(Collected data entries)
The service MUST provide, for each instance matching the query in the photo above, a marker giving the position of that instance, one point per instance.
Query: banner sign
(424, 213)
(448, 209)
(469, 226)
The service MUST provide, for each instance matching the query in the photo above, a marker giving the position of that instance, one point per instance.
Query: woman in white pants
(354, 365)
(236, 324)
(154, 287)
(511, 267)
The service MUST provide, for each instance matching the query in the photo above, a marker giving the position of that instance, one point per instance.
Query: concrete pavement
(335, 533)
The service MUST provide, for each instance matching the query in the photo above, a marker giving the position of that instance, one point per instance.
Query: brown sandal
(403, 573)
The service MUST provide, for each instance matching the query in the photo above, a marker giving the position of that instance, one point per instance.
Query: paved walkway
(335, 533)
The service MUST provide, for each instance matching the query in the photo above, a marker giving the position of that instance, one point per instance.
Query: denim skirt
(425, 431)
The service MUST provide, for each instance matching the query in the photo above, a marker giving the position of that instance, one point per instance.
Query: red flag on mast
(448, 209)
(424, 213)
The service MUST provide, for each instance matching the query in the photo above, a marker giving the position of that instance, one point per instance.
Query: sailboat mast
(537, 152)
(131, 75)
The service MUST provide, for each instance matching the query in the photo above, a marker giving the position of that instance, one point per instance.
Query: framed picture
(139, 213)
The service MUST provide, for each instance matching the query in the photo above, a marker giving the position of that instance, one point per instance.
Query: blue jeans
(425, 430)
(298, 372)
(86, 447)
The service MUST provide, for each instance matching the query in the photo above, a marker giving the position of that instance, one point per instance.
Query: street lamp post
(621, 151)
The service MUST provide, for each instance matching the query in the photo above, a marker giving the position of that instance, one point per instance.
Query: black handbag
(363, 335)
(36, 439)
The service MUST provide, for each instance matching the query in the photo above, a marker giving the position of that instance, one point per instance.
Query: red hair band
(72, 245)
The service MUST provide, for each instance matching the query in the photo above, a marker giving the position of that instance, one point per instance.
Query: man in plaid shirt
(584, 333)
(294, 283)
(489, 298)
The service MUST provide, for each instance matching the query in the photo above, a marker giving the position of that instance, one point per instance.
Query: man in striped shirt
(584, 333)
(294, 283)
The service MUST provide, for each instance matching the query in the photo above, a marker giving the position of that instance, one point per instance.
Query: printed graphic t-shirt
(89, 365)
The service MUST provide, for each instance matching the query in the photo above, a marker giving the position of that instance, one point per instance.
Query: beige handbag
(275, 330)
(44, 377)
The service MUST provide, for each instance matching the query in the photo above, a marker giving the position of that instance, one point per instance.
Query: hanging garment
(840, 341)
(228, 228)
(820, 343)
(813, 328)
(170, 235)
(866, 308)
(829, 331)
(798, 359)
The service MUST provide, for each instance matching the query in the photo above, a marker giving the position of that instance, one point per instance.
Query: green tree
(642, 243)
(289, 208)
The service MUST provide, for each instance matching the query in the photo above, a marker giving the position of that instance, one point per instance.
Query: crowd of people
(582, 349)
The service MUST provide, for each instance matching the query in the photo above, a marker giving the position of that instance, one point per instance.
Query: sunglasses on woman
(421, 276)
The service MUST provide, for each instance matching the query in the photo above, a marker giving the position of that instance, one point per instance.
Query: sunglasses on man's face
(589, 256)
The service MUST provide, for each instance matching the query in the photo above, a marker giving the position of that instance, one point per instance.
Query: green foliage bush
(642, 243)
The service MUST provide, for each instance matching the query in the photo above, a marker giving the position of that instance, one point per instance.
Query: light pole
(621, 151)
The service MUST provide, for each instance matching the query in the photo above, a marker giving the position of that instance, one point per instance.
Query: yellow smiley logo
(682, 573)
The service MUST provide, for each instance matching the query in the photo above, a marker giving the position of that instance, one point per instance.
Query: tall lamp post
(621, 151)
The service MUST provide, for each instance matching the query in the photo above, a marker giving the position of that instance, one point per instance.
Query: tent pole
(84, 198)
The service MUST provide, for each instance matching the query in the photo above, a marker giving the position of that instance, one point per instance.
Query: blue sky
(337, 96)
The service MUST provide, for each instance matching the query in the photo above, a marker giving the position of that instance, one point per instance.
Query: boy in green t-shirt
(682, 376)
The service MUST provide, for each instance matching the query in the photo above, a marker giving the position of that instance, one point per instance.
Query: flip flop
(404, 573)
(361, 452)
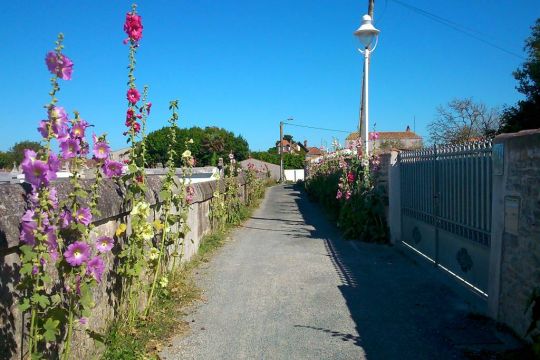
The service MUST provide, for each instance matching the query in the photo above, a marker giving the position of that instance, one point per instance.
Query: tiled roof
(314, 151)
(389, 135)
* * *
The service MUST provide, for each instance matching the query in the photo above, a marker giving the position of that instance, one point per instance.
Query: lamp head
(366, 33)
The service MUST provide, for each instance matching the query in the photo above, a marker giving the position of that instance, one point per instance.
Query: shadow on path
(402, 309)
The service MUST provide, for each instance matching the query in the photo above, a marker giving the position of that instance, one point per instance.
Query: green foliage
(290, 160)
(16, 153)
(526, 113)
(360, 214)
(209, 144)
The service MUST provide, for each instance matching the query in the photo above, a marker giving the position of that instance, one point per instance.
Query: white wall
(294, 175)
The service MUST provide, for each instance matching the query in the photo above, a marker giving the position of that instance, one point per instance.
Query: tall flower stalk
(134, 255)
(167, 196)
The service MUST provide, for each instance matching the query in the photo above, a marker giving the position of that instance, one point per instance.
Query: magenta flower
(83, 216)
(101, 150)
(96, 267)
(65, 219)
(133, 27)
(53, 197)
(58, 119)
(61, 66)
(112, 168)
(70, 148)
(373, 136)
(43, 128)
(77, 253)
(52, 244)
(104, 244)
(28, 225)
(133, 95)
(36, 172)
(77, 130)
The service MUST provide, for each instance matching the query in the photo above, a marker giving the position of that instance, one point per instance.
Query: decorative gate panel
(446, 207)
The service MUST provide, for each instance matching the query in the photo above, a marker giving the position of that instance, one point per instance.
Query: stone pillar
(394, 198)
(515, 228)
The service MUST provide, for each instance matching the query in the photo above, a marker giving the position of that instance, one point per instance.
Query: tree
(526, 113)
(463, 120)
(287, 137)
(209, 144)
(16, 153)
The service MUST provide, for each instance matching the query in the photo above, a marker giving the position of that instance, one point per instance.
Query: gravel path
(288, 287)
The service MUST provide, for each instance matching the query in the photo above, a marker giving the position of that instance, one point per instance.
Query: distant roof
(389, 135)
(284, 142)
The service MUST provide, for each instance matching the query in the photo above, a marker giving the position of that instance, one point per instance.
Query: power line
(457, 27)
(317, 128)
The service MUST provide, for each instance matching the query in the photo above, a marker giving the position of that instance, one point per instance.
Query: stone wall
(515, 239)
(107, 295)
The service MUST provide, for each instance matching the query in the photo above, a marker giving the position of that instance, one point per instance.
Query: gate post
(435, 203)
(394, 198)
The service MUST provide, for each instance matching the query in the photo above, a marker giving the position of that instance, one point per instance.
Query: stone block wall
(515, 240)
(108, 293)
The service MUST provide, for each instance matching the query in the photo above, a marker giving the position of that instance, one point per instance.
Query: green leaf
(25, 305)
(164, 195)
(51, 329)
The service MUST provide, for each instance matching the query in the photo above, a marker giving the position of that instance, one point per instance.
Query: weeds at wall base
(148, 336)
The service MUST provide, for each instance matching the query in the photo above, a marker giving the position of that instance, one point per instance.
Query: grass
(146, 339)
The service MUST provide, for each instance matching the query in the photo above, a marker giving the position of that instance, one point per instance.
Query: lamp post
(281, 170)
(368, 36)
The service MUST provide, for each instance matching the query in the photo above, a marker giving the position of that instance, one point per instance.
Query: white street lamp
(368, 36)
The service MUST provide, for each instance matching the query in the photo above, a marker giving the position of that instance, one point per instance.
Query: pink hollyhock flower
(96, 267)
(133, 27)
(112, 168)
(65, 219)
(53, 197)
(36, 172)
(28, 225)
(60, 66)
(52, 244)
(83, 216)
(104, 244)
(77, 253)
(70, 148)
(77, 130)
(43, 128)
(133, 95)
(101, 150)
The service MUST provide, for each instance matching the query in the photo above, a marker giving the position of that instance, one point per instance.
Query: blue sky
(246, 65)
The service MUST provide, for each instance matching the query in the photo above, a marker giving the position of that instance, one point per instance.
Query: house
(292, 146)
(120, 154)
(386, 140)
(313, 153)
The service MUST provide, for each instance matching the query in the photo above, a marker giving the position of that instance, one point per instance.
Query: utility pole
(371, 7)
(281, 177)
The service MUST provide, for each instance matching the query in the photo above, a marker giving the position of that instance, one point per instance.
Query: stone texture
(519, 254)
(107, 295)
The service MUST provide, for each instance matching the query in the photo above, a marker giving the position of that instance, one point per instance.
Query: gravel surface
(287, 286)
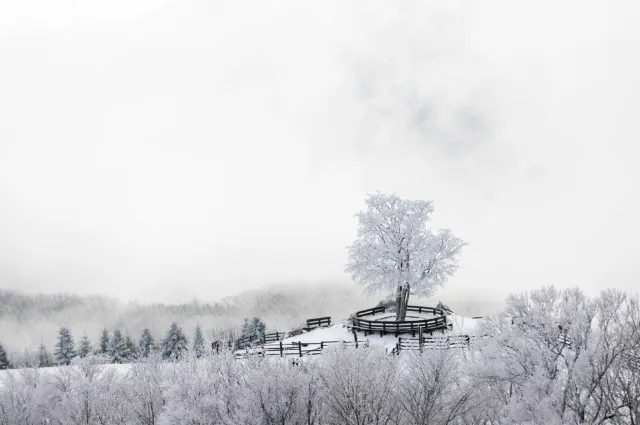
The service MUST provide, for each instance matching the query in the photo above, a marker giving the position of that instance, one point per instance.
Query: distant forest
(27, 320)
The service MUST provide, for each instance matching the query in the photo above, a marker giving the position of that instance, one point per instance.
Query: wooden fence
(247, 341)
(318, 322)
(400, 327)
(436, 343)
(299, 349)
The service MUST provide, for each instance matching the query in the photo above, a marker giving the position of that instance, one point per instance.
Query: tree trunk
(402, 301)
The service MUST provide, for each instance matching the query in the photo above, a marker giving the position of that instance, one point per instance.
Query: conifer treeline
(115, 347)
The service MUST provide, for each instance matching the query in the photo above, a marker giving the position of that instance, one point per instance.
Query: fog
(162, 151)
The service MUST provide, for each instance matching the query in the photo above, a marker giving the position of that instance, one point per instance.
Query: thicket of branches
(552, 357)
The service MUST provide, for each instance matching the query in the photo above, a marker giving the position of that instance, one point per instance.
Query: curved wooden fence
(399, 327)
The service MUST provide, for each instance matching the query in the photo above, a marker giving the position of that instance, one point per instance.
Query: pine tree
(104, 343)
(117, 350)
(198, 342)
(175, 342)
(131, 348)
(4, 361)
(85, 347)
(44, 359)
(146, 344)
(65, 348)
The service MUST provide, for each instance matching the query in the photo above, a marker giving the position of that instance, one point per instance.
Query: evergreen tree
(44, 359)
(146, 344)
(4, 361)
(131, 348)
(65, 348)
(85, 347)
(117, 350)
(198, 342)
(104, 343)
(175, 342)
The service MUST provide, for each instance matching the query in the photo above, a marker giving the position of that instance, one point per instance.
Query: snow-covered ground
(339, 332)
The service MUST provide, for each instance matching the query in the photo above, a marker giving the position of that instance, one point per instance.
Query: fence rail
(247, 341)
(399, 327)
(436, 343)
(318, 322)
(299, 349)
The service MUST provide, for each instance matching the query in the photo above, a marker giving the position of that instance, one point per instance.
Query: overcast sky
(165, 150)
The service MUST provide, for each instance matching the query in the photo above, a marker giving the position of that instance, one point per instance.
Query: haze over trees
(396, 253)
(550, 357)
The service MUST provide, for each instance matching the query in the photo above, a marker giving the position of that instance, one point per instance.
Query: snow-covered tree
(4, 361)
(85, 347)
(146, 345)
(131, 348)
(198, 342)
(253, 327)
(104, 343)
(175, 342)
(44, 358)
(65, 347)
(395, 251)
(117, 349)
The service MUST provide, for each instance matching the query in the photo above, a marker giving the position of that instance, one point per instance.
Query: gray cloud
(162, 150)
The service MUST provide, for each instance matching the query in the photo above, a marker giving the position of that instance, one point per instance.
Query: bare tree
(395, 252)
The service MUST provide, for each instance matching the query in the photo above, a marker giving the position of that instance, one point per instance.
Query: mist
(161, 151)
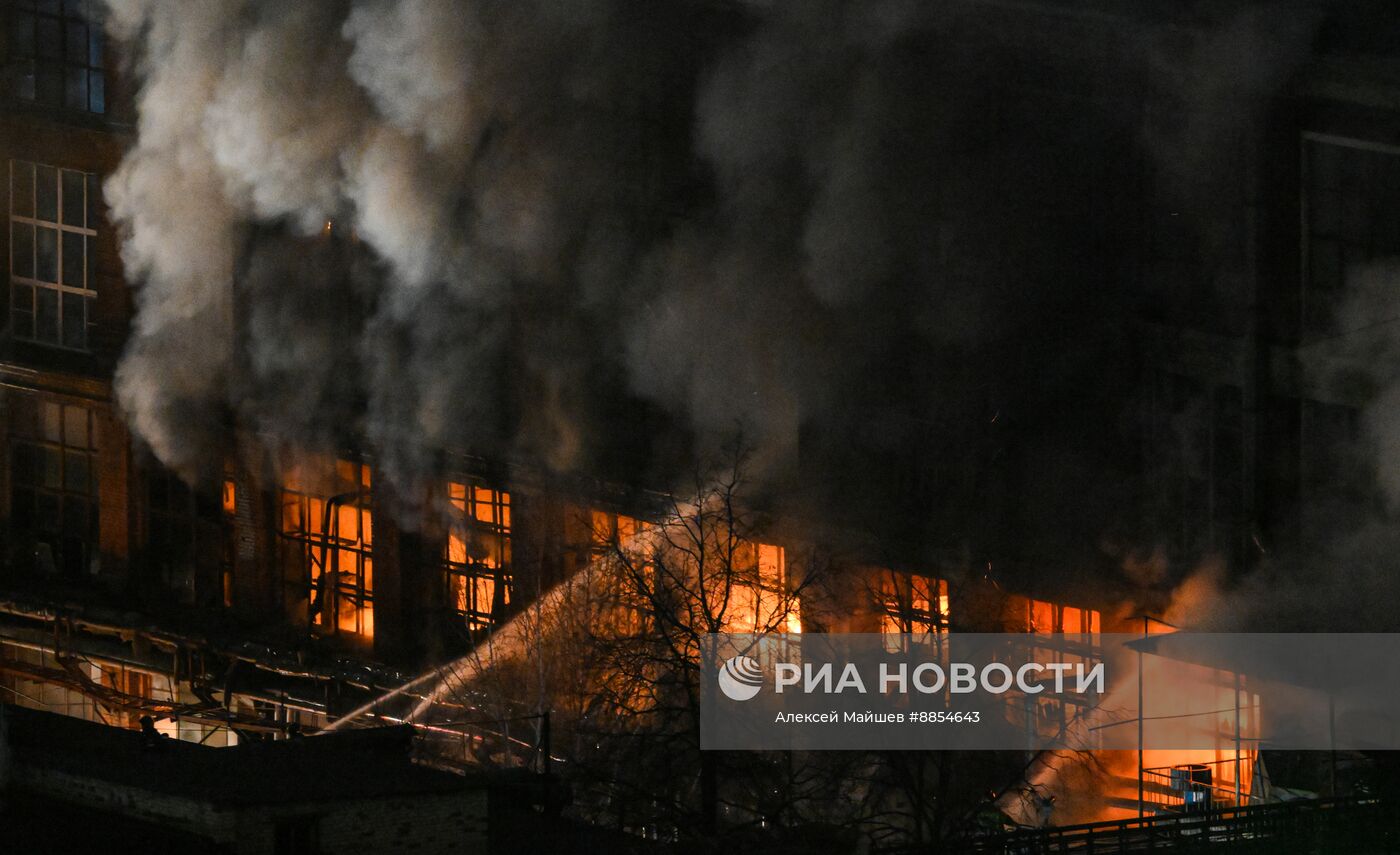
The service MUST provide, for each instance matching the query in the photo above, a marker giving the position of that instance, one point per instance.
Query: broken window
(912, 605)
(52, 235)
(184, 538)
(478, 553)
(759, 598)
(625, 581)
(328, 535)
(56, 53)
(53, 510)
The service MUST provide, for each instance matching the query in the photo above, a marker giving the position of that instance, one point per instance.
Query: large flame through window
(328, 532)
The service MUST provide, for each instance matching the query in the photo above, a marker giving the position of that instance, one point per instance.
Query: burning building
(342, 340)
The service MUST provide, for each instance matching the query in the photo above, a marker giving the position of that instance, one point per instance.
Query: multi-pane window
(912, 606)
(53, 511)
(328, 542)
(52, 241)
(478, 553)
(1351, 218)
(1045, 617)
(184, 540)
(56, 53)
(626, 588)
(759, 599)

_Aim of the exercise_
How many lines in the data above contain the string "lamp"? Case matters, and the reply should be the number alone.

_Reply_
5